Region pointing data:
/---

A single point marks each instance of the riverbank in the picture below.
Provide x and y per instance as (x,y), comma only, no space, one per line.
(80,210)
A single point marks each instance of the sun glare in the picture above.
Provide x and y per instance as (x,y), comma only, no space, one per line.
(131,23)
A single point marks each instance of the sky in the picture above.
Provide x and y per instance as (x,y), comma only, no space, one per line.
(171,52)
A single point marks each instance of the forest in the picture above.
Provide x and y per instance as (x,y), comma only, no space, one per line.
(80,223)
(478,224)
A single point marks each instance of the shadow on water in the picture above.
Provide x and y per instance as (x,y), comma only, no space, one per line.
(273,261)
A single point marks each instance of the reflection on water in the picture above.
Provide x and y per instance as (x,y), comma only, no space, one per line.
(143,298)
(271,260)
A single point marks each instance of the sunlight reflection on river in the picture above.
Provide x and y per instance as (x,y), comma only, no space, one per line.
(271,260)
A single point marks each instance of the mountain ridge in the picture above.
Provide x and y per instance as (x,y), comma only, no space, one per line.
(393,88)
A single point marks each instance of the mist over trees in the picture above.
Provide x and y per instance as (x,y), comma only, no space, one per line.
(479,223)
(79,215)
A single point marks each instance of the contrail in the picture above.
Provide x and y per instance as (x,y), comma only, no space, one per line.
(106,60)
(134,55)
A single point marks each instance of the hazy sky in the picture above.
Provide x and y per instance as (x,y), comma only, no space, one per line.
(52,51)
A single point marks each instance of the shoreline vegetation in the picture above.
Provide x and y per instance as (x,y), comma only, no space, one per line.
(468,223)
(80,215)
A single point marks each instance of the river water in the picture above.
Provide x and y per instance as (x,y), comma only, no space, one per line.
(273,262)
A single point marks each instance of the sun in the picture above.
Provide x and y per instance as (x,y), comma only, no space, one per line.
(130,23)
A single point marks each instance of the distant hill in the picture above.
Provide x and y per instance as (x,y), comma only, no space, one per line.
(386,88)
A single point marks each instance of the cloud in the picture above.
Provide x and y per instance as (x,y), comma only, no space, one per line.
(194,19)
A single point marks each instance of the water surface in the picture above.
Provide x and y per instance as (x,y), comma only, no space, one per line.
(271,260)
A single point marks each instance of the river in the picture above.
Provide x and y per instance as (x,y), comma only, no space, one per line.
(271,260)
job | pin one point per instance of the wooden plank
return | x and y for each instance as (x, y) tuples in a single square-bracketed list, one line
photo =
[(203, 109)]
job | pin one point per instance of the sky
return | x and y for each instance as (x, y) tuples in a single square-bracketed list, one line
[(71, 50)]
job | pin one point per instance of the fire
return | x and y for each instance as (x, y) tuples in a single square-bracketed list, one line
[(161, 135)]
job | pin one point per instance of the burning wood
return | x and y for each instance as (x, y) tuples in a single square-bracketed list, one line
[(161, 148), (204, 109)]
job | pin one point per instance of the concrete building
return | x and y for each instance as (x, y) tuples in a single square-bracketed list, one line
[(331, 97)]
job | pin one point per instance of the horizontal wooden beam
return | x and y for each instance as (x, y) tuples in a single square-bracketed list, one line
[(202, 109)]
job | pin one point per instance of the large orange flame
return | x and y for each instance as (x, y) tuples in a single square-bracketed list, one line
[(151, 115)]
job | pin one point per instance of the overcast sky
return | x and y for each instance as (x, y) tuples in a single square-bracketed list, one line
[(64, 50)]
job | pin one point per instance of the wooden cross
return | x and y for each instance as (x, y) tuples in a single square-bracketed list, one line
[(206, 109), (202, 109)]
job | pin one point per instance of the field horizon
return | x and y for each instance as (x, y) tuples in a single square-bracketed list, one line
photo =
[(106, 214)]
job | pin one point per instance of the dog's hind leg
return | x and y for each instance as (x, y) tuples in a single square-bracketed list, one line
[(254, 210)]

\---

- Task requirements
Would you please write out all the entries exactly?

- Response
A single point marks each instance of the riverbank in the picture below.
Provide x and y per instance as (x,y), comma only, no space, one per line.
(80,210)
A single point marks each instance of the sun glare in the picture above.
Provide x and y per instance as (x,y), comma only, no space, one per line.
(131,23)
A single point marks each instance of the sky in the picture above.
Provide x and y per instance as (x,y), comma only, no space, one per line.
(171,52)
A single point marks each instance of the forest in the picture above.
Provide x and y per instance as (x,y), comma only, no space, one per line.
(80,223)
(478,224)
A single point marks each instance of the shadow on water in the picture above.
Provide x and y per instance as (x,y), comma only, no space, one per line.
(273,261)
A single point marks each instance of the reflection on water in the picture above.
Provide x and y per instance as (x,y), comma only, no space, one per line.
(143,298)
(271,260)
A single point marks each instance of the sunlight reflection on river in the picture above.
Provide x and y per instance as (x,y), comma only, no space, one per line.
(271,260)
A single point marks each instance of the mountain ridge in the picture above.
Provide x and y per instance as (x,y), comma only, no space, one per line.
(393,88)
A single point marks each instance of the mist over trees in the picture above.
Provide x and y per instance as (x,y), comma only, no space, one per line.
(479,223)
(79,215)
A single point marks each instance of the contrail in the picture above.
Provide x and y per instance as (x,y), comma only, no space, one per line.
(106,60)
(134,55)
A single point marks each instance of the hazy sky in the picture above.
Provide x and y per instance as (x,y), comma only, no space, one per line.
(52,51)
A single point marks each instance of the shoreline vegetation in the picture above.
Provide x and y per instance as (x,y), comma only, no space, one per line.
(468,223)
(80,215)
A single point marks each instance of the river water in the picture above.
Provide x and y per instance as (x,y), comma only, no space, one per line.
(273,262)
A single point marks each instance of the sun in the picture above.
Provide x and y per instance as (x,y), comma only, no space, one per line.
(130,23)
A single point marks each instance of the distant hill in the picture above.
Provide x and y per instance as (x,y), comma only, no space, one per line.
(386,88)
A single point marks each instance of the cloud in the picture above.
Provide x and y per instance as (x,y), comma only, no space, one per line.
(194,19)
A single point marks each instance of the water surface in the picture above.
Provide x and y per instance as (x,y), comma only, no space, one per line.
(271,260)
A single point marks each instance of the river in the picture above.
Provide x and y per instance as (x,y), comma only, no space, one per line.
(271,260)
job | pin one point per instance of the wooden plank
return | x and y for each instance as (x, y) tuples in a single square-bracketed list, one line
photo =
[(203, 109)]
job | pin one point per instance of the sky
return | x and y for each instance as (x, y) tuples in a single square-bracketed list, one line
[(71, 50)]
job | pin one point per instance of the fire
return | x and y for each instance as (x, y) tuples in a single square-bracketed list, one line
[(161, 135)]
job | pin one point per instance of the burning wood
return | x and y for each instance as (x, y) tuples in a single square-bracketed list, one line
[(161, 148), (204, 109)]
job | pin one point per instance of the concrete building
return | x and y for each instance as (x, y) tuples in a single square-bracketed list, one line
[(331, 97)]
job | pin one point per instance of the horizontal wooden beam
return | x and y for each instance as (x, y) tuples in a single square-bracketed list, one line
[(202, 109)]
job | pin one point per instance of the large orange flame
return | x and y for each instance as (x, y) tuples in a single square-bracketed list, one line
[(151, 115)]
job | pin one point per instance of the overcast sky
return | x and y for each instance as (x, y) tuples in a single square-bracketed list, one line
[(64, 50)]
job | pin one point per instance of the wooden cross
return | x and y for each instance as (x, y) tuples in a single square-bracketed list, one line
[(206, 109), (202, 109)]
job | pin one point per instance of the field horizon
return | x and y for each instance as (x, y) tuples in a single square-bracketed list, one line
photo =
[(106, 214)]
job | pin one point per instance of the dog's hind leg
return | x and y for each instance as (x, y) tuples in a single square-bracketed list, one line
[(254, 210)]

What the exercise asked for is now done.